Property Claims Property Claims

Matter Examples

Property Claims

Complex Causation and Liability Issues

Indemnity

  • We advised on indemnity in a claim relating to a substantial retail building that had significant subsistence issues. Although no claim was made, we arranged for an expert to attend the site to measure relevant site conditions and investigate the below surface issues. We also obtained witness statements about issues with the building’s construction that arose during construction. Several years later, after the building was condemned and partly demolished, a claim was made for property damage including loss of profits of approximately $17 million. Even though the insured was the primary focus of the allegations of negligence, we settled the insured’s apportionment for only $35,000.  This was due to the early work we undertook in establishing the conditions onsite and in arranging early witness statements.


Fraud

  • We acted for insurers and successfully declined a claim involving the destruction of a historical hotel by way of a fire in South Australia. As a result of our extensive investigations, retaining fire experts and liaising closely with the police, we were able to establish that the insured had probably set fire to the premises. In addition, we were able to show that the insured had grossly exaggerated its claim. This meant that we could recommend that the insurer decline the claim and, ultimately, the insured accepted this decision.

  • We acted in a number of matters where fraudulent claims were made upon motor vehicle and home contents policies, including successfully assisting in the defence of motor vehicle claims on the basis of contractual defences, such as ‘not truthful and frank’ in accordance with the principle articulated in NRMA Insurance v McCarney (1992) 7 ANZ Insurance Cases 61-146.

  • We acted on behalf of an insurer in relation to a claim made by a male and female insureds who were joint owners of the insured property, which was destroyed by fire. The insured had separated but reconciled before the fire. During the separation, the property had been transferred to the male insured. The key issue involved determining what interest the female insured had in the property, whether there was an insurable interest, and whether she was entitled to recover under the policy. We concluded that the conduct gave rise to a constructive trust, which made the insured join tenants. This precented the female insured from recovering under the policy because of the fraudulent acts of the male insured.

  • We successfully reduced the amount awarded to a defendant by arguing, as an alternative to the allegation of fraud, that, despite the residential nature of the insured property, due to the nature of the defendant’s personal circumstances, damages ought to be assessed as they would be in the case of an investment property. This led to a reduction the amount awarded to the defendant.

  • We led a successful investigation over 8 months into a $1.1 million suspicious fire claim. We gathered the evidence that proved fraudulent arson. We advised the insurers on coverage issues including non-disclosure of previous fraudulent claims and the involvement of an innocent co-insured.

────────

OBJECTIVES —
[a] In the property claims examples, rewrite the paragraph beginning "We acted for insurers and successfully declined a claim" as a short bulleted list that keeps its main facts.
[b] In the property claims examples, for what amount was the insured's apportionment settled in the indemnity matter involving the retail building?
[c] From the property claims examples, return the text between "Matter Examples" and "early witness statements.", inclusive, with no changes.

RECORDED INFORMATION —
────────

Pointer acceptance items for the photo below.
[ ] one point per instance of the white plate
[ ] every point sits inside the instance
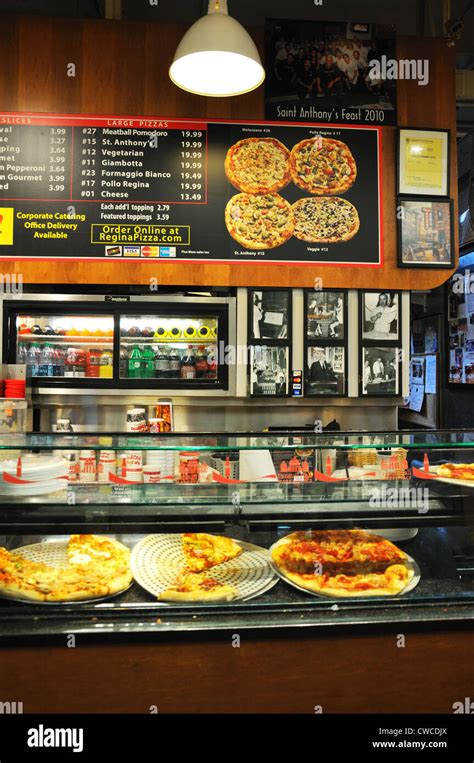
(157, 560)
(53, 553)
(413, 582)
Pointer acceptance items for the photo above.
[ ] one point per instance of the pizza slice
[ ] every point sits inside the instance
(198, 586)
(202, 551)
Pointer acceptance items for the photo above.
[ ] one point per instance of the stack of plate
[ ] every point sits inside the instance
(42, 474)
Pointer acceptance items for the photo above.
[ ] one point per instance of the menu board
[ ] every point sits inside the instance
(98, 187)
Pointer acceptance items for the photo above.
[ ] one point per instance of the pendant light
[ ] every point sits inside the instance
(217, 57)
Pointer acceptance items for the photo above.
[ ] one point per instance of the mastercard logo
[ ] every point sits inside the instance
(150, 251)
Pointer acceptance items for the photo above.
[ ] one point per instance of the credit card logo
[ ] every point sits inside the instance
(150, 251)
(131, 251)
(6, 226)
(113, 251)
(167, 251)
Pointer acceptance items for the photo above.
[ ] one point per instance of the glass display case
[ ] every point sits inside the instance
(146, 491)
(151, 344)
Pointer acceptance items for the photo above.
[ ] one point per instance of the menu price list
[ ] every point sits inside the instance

────────

SOLUTION LIST —
[a]
- Acted for insurers on a claim for a historical hotel in South Australia destroyed by fire
- Investigated extensively, retained fire experts and worked closely with the police
- Established that the insured had probably set the fire
- Showed that the insured had grossly exaggerated its claim
- Recommended that the insurer decline the claim, and the insured ultimately accepted this decision

[b] $35,000.

[c]
Matter Examples

Property Claims

Complex Causation and Liability Issues

Indemnity

  • We advised on indemnity in a claim relating to a substantial retail building that had significant subsistence issues. Although no claim was made, we arranged for an expert to attend the site to measure relevant site conditions and investigate the below surface issues. We also obtained witness statements about issues with the building’s construction that arose during construction. Several years later, after the building was condemned and partly demolished, a claim was made for property damage including loss of profits of approximately $17 million. Even though the insured was the primary focus of the allegations of negligence, we settled the insured’s apportionment for only $35,000.  This was due to the early work we undertook in establishing the conditions onsite and in arranging early witness statements.